## Instruction
Do not include the pictures; repeat the rest of the data exactly.

**********

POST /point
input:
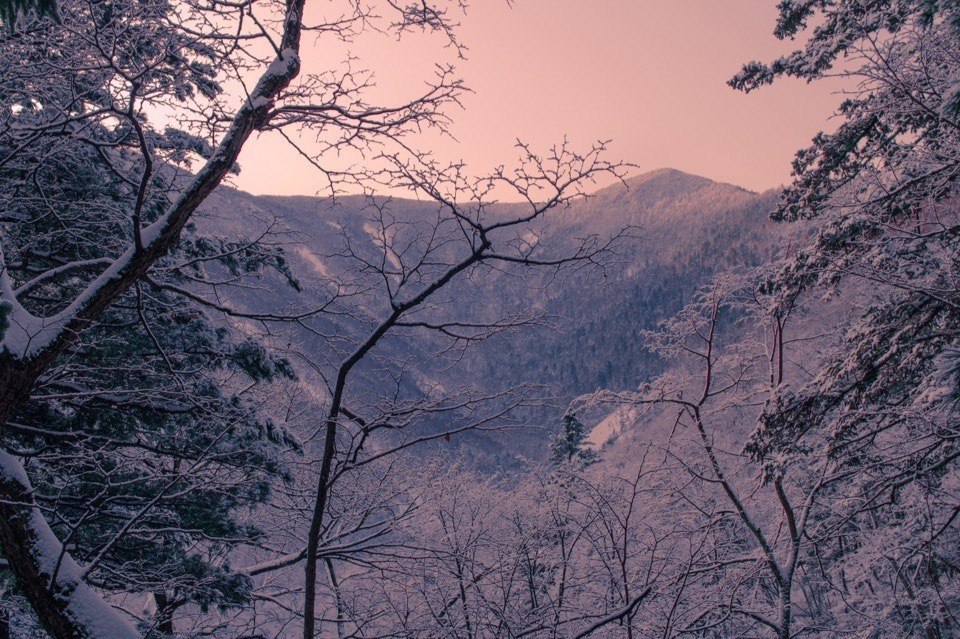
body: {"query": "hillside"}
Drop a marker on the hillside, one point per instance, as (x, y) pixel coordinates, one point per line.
(687, 228)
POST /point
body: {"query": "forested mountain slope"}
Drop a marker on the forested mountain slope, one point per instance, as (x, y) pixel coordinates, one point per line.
(683, 229)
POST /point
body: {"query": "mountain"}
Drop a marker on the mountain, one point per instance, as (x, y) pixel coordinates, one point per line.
(687, 228)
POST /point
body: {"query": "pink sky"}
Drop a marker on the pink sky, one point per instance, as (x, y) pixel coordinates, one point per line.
(648, 74)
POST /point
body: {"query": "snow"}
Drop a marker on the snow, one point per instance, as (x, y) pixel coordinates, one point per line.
(85, 605)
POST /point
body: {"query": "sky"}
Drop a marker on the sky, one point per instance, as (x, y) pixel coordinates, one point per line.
(650, 75)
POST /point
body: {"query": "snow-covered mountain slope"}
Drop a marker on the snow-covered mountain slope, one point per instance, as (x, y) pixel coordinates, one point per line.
(687, 227)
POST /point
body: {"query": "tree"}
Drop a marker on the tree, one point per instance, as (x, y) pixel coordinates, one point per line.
(571, 444)
(881, 194)
(115, 193)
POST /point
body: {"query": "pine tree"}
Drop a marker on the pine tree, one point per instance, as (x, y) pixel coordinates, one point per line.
(571, 446)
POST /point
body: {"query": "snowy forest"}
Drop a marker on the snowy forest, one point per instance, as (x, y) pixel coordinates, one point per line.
(563, 399)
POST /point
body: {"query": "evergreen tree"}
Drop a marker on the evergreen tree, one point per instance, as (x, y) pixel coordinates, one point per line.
(570, 446)
(881, 194)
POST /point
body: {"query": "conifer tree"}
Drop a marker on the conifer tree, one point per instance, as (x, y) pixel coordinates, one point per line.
(571, 446)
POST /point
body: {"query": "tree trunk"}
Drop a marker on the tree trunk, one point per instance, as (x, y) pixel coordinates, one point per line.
(66, 606)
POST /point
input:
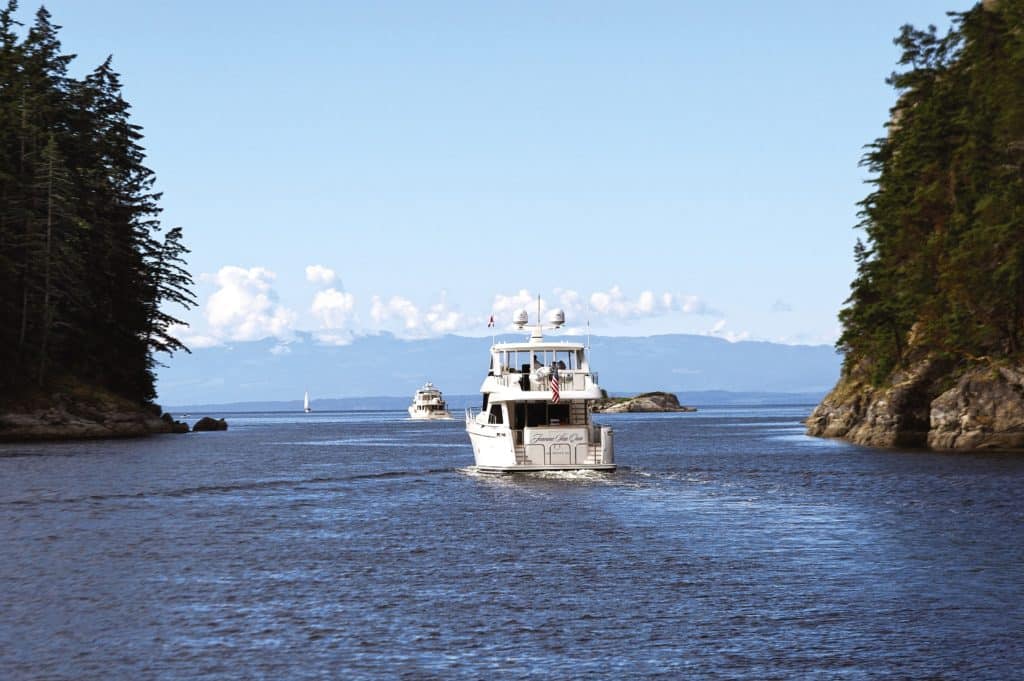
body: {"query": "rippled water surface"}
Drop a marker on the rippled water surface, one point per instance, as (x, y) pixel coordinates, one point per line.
(363, 545)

**********

## Written response
POST /point
input:
body: {"query": "hillside"}
Drop a marker on the hillside, one point per instance, as (x, y) pixel coordinates, one point per line.
(687, 228)
POST /point
body: {"query": "forested mountain slope"}
Drop a marker on the forested mountain slope, one point per instance, as (x, y) pixel coordinates, one point per line.
(683, 229)
POST /point
body: {"query": "mountain"}
Drop a marker on the mountain, one point per instance, as (x, y) pixel coordinates, one point per line.
(687, 228)
POST /point
body: {"query": "pink sky"}
Drop a marker on the pink sky, one point per instance, as (x, y) pixel coordinates, one point per line.
(648, 74)
POST /point
body: {"query": "snow"}
Drop a marker on the snow, one point per instance, as (x, y) pixel coordinates, one point per line.
(85, 605)
POST /point
body: {"query": "sky"}
Drop a marker on the sky, one point per instance, as (x, y) pixel coordinates, one point per line.
(650, 75)
POST /point
body: {"query": "snow-covered mountain slope"}
Drop a marker on the snow-covered mountain slope, one point per instance, as (x, y) pixel coordinates, one point per line.
(687, 227)
POST /point
body: {"query": "tree"}
Drop a marker on the tree, one point per instance, as (x, y) pixel coordinates, one point per line.
(571, 444)
(881, 194)
(115, 193)
POST /point
body: {"query": "pine tree"}
Drop a marker on the pine tree, one point per instance, as (x, y) pixel coordinates, one point per line.
(571, 446)
POST /point
body: {"query": "snowy forest"}
Drop a marker on the snowy forest, one point per instance, as (x, y) pixel coordinates, one point per line.
(563, 399)
POST /point
body: {"query": "evergreen tree"}
Drop a marker on the evergreen tree, one point per instance, as (x, y) pixel coordinates, one point per line.
(570, 446)
(881, 194)
POST /point
body: {"query": "conifer tree"}
Drop a marker on the conifer tree, one point per instance, as (x, y) pixel coordinates, one point per line.
(571, 446)
POST /point
body: {"query": "tree trunk"}
Drop a marker on the tree trunk, one point per instance, as (x, y) pixel coordinates, one point per line.
(66, 606)
POST /point
input:
body: {"query": "rippled water surface"}
Drop a marker on the rippled water surface, one point per instance, as (x, y) pixel coordinates, one point per line.
(363, 545)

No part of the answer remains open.